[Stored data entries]
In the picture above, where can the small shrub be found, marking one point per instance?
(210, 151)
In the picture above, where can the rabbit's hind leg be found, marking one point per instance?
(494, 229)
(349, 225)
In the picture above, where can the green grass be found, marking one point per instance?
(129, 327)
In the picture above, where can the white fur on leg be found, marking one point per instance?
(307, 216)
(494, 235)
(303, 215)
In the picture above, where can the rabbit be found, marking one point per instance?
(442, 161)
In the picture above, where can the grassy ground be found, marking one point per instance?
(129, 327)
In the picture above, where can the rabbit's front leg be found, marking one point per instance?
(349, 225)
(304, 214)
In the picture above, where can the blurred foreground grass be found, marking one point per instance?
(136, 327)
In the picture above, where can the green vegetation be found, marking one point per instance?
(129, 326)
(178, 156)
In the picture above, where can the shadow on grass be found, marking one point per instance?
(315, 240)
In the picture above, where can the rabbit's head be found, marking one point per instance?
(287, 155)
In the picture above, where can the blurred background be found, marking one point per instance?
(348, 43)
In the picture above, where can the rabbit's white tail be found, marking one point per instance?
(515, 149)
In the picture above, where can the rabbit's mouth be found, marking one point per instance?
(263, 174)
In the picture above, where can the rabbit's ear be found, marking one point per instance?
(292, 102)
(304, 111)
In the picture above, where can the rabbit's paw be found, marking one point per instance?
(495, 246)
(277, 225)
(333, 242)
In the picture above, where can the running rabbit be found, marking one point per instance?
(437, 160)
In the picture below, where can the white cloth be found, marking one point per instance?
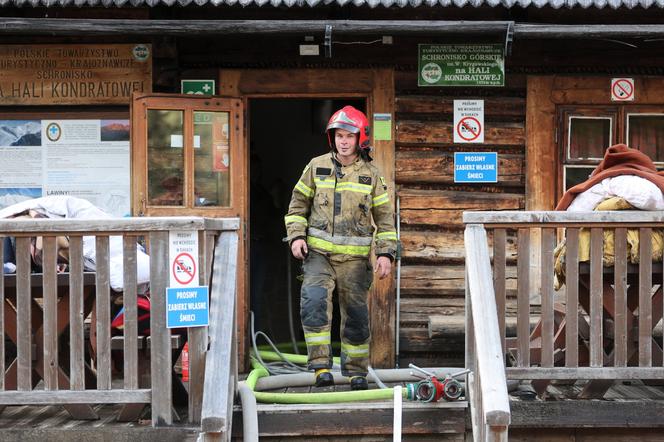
(62, 206)
(637, 191)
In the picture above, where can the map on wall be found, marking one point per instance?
(87, 159)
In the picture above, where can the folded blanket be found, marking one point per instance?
(608, 255)
(618, 160)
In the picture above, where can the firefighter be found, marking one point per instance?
(329, 227)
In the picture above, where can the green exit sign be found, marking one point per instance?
(198, 87)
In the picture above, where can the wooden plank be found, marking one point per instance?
(441, 280)
(620, 291)
(103, 313)
(541, 149)
(445, 246)
(435, 166)
(548, 240)
(372, 421)
(130, 330)
(633, 415)
(25, 226)
(490, 368)
(198, 337)
(601, 373)
(217, 403)
(76, 317)
(499, 263)
(596, 296)
(2, 318)
(50, 330)
(458, 200)
(572, 304)
(160, 353)
(645, 305)
(38, 397)
(494, 107)
(523, 298)
(439, 132)
(382, 305)
(24, 320)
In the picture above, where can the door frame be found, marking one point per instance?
(377, 87)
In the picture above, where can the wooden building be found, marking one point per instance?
(574, 75)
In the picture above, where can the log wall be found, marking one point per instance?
(432, 267)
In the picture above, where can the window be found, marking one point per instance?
(588, 131)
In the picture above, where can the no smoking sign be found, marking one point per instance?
(622, 89)
(468, 121)
(184, 268)
(183, 258)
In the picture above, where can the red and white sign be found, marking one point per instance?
(469, 121)
(183, 259)
(622, 89)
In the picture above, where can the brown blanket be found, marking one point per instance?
(618, 160)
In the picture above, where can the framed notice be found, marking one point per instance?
(74, 74)
(87, 159)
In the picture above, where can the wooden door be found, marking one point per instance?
(187, 157)
(377, 87)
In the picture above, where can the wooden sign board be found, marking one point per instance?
(74, 74)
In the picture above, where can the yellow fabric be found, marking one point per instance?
(608, 252)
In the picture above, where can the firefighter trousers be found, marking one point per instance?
(352, 279)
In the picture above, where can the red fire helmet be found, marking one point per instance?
(352, 120)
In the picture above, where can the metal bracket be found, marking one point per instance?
(509, 38)
(327, 43)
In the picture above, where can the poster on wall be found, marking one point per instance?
(87, 159)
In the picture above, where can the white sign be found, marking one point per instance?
(87, 159)
(622, 89)
(183, 258)
(469, 121)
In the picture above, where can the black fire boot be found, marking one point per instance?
(324, 379)
(359, 383)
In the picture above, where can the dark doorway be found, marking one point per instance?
(284, 135)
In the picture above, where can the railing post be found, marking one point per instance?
(220, 376)
(160, 352)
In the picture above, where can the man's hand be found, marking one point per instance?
(299, 248)
(383, 267)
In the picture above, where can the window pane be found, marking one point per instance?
(646, 133)
(165, 158)
(588, 137)
(576, 175)
(212, 159)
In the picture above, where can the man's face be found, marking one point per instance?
(346, 143)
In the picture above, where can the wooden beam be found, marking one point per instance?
(541, 170)
(583, 414)
(383, 294)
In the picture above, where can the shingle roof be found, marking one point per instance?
(556, 4)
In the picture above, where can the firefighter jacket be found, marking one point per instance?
(332, 206)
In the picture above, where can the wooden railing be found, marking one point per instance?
(221, 360)
(39, 308)
(487, 386)
(599, 328)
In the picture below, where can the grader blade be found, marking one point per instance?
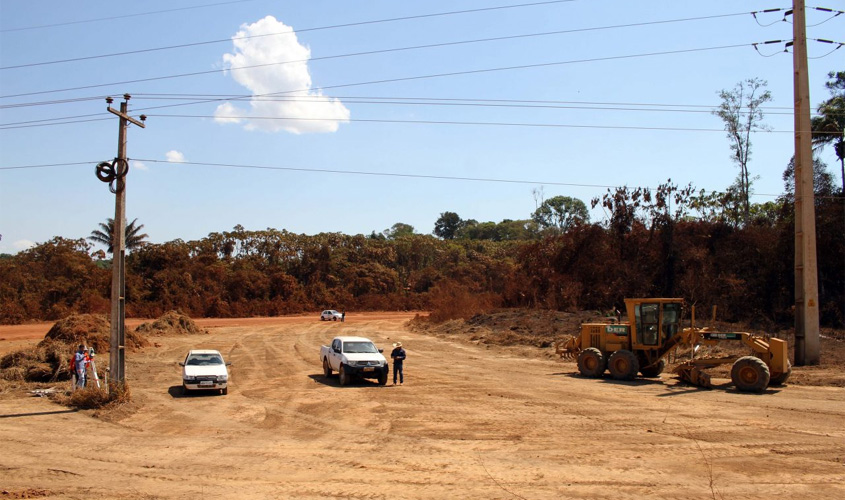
(569, 348)
(694, 375)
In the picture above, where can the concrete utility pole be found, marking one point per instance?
(807, 351)
(116, 172)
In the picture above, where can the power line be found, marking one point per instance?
(46, 165)
(456, 73)
(51, 124)
(367, 173)
(442, 122)
(501, 38)
(365, 100)
(447, 100)
(125, 16)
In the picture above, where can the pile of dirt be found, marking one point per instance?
(92, 330)
(171, 323)
(542, 329)
(509, 327)
(25, 493)
(49, 361)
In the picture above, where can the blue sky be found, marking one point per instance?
(585, 109)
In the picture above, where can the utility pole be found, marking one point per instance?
(807, 350)
(115, 174)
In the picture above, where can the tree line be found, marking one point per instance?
(650, 245)
(714, 249)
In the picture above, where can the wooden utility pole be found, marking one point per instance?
(807, 351)
(115, 174)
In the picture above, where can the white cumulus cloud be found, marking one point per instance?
(174, 157)
(316, 112)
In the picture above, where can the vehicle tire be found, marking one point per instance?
(343, 376)
(591, 362)
(655, 370)
(750, 374)
(783, 377)
(623, 365)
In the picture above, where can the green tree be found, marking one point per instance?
(561, 212)
(447, 225)
(104, 235)
(398, 230)
(741, 110)
(829, 126)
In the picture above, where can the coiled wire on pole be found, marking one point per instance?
(113, 171)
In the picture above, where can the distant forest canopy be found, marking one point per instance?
(649, 246)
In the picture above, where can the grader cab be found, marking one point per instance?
(653, 329)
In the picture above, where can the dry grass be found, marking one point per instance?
(452, 301)
(171, 323)
(96, 398)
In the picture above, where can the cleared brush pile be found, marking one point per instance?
(49, 360)
(509, 327)
(170, 323)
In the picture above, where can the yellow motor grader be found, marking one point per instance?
(653, 329)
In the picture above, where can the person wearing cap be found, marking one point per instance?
(80, 360)
(398, 356)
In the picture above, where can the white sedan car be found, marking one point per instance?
(204, 369)
(330, 315)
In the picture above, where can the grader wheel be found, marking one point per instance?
(781, 378)
(623, 365)
(750, 374)
(591, 362)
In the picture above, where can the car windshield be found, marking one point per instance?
(359, 347)
(204, 359)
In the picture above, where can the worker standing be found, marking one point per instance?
(80, 363)
(398, 356)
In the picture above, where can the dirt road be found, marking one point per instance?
(470, 422)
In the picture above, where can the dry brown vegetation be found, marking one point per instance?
(49, 360)
(542, 329)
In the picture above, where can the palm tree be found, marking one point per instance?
(829, 127)
(103, 235)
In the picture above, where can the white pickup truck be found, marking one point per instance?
(354, 357)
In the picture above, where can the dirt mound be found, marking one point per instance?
(171, 323)
(25, 493)
(92, 330)
(533, 327)
(49, 360)
(541, 329)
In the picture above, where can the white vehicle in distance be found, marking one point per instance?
(204, 369)
(330, 315)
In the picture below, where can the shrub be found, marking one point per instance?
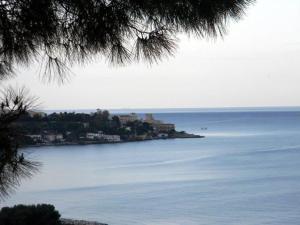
(30, 215)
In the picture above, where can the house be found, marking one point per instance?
(36, 113)
(162, 135)
(164, 127)
(159, 125)
(104, 137)
(128, 118)
(54, 137)
(36, 137)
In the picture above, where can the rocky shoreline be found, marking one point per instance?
(177, 135)
(79, 222)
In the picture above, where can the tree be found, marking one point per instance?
(59, 33)
(13, 165)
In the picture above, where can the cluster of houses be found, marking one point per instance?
(104, 137)
(160, 128)
(46, 138)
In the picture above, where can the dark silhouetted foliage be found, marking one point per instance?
(63, 32)
(59, 33)
(30, 215)
(13, 165)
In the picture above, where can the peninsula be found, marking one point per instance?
(41, 129)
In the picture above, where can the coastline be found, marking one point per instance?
(79, 222)
(178, 135)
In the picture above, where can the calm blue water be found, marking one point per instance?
(246, 171)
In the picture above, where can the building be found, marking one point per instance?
(54, 137)
(158, 125)
(36, 113)
(150, 119)
(36, 137)
(128, 118)
(100, 136)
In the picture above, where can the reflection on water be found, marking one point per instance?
(246, 171)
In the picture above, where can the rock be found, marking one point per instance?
(79, 222)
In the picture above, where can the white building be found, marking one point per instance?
(105, 137)
(35, 137)
(159, 125)
(128, 118)
(54, 137)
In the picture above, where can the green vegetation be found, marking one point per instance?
(74, 127)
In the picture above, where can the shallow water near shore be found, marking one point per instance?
(246, 171)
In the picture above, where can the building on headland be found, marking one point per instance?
(36, 137)
(128, 118)
(32, 113)
(100, 136)
(159, 125)
(54, 137)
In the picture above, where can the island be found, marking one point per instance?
(70, 128)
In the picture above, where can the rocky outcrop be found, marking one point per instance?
(79, 222)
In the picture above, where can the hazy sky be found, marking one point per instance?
(256, 64)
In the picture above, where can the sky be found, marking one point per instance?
(256, 64)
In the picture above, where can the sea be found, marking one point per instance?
(246, 171)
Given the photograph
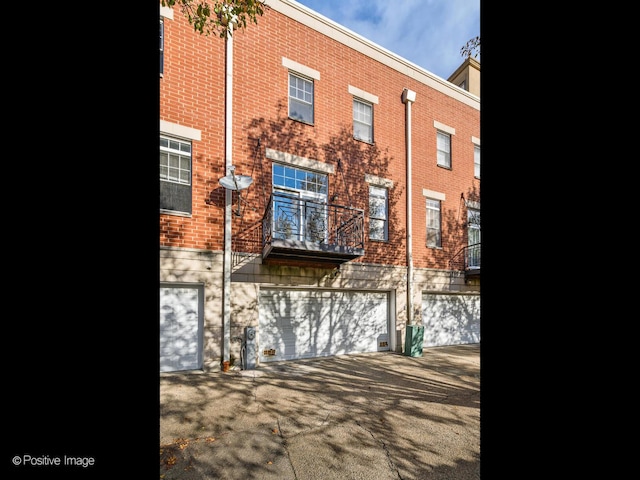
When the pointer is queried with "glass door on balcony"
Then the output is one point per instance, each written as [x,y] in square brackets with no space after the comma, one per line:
[300,204]
[473,233]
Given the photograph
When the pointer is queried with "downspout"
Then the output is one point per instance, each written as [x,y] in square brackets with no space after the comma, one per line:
[228,200]
[408,97]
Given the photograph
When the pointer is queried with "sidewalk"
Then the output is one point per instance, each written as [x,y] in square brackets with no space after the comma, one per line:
[366,416]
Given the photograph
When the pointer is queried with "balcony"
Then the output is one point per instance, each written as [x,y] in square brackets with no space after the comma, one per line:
[303,232]
[467,259]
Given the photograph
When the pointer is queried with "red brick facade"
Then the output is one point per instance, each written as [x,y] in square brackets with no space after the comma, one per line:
[193,94]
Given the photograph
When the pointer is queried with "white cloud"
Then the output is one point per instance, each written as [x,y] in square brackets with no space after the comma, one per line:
[429,33]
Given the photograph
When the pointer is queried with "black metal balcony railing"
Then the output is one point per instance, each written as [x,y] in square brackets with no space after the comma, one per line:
[467,259]
[304,229]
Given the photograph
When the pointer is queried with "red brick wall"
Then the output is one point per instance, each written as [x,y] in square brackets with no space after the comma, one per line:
[192,94]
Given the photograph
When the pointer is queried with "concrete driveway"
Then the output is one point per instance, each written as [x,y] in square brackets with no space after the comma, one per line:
[365,416]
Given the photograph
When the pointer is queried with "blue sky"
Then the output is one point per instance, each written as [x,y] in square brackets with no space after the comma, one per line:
[429,33]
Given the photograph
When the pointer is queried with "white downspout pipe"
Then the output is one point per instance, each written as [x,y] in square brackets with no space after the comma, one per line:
[408,97]
[228,200]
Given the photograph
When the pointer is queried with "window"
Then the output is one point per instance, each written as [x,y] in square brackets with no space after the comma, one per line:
[473,233]
[362,121]
[175,174]
[476,161]
[161,46]
[378,213]
[300,204]
[434,233]
[444,149]
[300,99]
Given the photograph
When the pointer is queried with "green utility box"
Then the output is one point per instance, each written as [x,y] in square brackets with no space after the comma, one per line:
[413,341]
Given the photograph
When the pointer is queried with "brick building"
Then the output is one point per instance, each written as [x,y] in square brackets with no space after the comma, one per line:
[315,188]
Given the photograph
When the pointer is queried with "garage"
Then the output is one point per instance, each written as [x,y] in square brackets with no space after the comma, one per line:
[181,323]
[450,319]
[298,324]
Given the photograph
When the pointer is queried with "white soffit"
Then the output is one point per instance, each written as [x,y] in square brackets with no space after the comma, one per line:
[333,30]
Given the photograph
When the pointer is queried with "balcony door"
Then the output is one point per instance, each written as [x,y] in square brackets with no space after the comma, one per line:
[473,234]
[300,204]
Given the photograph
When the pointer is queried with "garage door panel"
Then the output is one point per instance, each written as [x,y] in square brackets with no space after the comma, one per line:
[326,323]
[450,319]
[180,329]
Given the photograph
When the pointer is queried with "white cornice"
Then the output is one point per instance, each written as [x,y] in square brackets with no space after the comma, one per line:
[331,29]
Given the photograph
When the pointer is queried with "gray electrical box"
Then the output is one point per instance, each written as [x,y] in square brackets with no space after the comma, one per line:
[250,348]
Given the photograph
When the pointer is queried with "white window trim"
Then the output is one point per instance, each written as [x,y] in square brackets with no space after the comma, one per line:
[444,128]
[356,92]
[302,162]
[433,195]
[378,181]
[181,131]
[299,68]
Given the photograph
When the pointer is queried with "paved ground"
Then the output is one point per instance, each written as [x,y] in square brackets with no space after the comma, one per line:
[366,416]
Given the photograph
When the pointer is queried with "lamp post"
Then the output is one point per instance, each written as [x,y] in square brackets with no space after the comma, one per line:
[230,22]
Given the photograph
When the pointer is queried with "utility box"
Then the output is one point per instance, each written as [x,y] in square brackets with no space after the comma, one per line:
[413,340]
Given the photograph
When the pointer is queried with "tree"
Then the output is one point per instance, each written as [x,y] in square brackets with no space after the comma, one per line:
[471,48]
[212,17]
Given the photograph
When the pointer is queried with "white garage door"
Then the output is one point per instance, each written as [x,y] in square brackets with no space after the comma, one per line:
[316,323]
[180,328]
[450,319]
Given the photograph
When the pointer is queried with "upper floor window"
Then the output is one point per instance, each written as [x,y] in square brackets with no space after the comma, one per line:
[362,120]
[476,161]
[161,46]
[300,98]
[444,149]
[300,204]
[378,213]
[175,174]
[434,230]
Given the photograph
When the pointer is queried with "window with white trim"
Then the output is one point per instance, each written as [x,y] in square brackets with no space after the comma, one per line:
[300,98]
[476,161]
[444,149]
[299,204]
[378,213]
[362,120]
[175,174]
[434,230]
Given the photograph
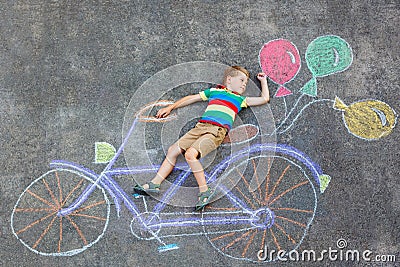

# Requirement
Filter the data above, keeping only lines that include the string "brick".

# Response area
When the pointer is queried with "red brick facade"
When the pointer is queried with "red brick wall"
When the pointer is queried with "brick building"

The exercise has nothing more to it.